++++ Excerpted records

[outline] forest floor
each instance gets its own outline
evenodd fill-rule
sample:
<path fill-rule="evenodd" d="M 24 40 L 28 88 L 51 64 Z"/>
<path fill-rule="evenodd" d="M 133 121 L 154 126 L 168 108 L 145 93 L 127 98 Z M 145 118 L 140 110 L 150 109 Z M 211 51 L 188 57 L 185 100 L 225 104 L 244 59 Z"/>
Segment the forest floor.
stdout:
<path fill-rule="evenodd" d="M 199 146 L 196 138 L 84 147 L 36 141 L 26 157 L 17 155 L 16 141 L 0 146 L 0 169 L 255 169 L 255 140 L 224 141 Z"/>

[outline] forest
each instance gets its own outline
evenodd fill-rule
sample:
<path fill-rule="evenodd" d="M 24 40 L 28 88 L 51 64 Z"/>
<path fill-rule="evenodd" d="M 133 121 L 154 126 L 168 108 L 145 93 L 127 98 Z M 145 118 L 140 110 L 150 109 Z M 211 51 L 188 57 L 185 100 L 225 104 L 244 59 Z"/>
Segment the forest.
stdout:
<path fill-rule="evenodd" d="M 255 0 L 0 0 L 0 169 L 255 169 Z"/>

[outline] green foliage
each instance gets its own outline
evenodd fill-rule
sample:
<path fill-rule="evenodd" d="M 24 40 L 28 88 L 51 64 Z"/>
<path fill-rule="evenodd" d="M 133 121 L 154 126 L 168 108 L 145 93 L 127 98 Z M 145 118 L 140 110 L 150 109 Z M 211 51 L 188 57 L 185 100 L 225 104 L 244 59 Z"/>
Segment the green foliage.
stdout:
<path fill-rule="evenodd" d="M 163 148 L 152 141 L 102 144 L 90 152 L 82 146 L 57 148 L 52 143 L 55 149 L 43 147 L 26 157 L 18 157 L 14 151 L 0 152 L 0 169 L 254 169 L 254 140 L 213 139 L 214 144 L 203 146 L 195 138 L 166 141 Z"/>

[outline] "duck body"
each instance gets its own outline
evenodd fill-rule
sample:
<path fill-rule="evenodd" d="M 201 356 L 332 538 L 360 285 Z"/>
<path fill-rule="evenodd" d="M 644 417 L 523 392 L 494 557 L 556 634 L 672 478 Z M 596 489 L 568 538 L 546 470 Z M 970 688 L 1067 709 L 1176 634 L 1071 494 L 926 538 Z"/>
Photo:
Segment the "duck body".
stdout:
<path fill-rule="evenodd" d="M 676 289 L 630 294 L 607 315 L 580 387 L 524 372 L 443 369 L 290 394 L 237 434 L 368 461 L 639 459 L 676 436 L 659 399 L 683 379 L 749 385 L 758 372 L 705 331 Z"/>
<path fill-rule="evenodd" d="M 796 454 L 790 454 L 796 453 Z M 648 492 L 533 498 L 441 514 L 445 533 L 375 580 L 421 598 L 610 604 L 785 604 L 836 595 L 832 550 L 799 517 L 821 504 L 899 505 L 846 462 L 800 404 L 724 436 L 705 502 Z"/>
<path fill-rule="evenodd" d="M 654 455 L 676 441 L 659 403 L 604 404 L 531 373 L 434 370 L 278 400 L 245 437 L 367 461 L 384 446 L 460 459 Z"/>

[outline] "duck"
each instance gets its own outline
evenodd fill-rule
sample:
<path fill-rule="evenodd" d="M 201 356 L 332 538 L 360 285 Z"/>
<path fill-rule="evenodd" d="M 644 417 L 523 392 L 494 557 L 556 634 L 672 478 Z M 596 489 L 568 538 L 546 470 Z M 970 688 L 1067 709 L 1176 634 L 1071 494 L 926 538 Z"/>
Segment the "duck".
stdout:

++++++++

**What needs to be done:** Could you rewrite the entries from the line with "[outline] green foliage" to the line with "654 455 L 676", replacing "stdout" with "output" and leaving everything else unchanged?

**Solution to this problem:**
[outline] green foliage
each instance gets its own outline
evenodd fill-rule
sample:
<path fill-rule="evenodd" d="M 24 40 L 28 88 L 51 64 Z"/>
<path fill-rule="evenodd" d="M 133 121 L 154 126 L 168 108 L 145 93 L 127 98 Z M 145 118 L 140 110 L 150 109 Z M 211 51 L 188 57 L 185 100 L 225 104 L 244 59 Z"/>
Segment the green foliage.
output:
<path fill-rule="evenodd" d="M 163 148 L 152 141 L 102 144 L 90 152 L 82 146 L 57 148 L 52 143 L 55 149 L 43 147 L 26 157 L 18 157 L 14 151 L 0 152 L 0 169 L 254 169 L 254 140 L 213 139 L 214 144 L 203 146 L 195 138 L 166 141 Z"/>

[outline] "duck body"
each instance gets its own outline
evenodd fill-rule
sample:
<path fill-rule="evenodd" d="M 201 356 L 332 538 L 360 285 Z"/>
<path fill-rule="evenodd" d="M 644 417 L 523 392 L 494 557 L 556 634 L 672 478 Z M 596 489 L 568 538 L 546 470 Z M 970 688 L 1067 709 L 1176 634 L 1071 494 L 926 538 Z"/>
Photo:
Segment the "duck body".
output:
<path fill-rule="evenodd" d="M 676 289 L 630 294 L 607 315 L 580 387 L 524 372 L 443 369 L 290 394 L 237 434 L 368 461 L 639 459 L 676 436 L 659 399 L 683 379 L 749 385 L 758 372 L 705 331 Z"/>
<path fill-rule="evenodd" d="M 796 454 L 790 454 L 796 453 Z M 648 492 L 533 498 L 441 514 L 445 533 L 375 580 L 421 598 L 610 604 L 785 604 L 836 595 L 832 550 L 799 517 L 821 504 L 899 505 L 846 462 L 800 404 L 724 436 L 705 502 Z"/>
<path fill-rule="evenodd" d="M 654 455 L 676 441 L 659 403 L 604 404 L 531 373 L 434 370 L 278 400 L 245 437 L 367 461 L 384 446 L 460 459 Z"/>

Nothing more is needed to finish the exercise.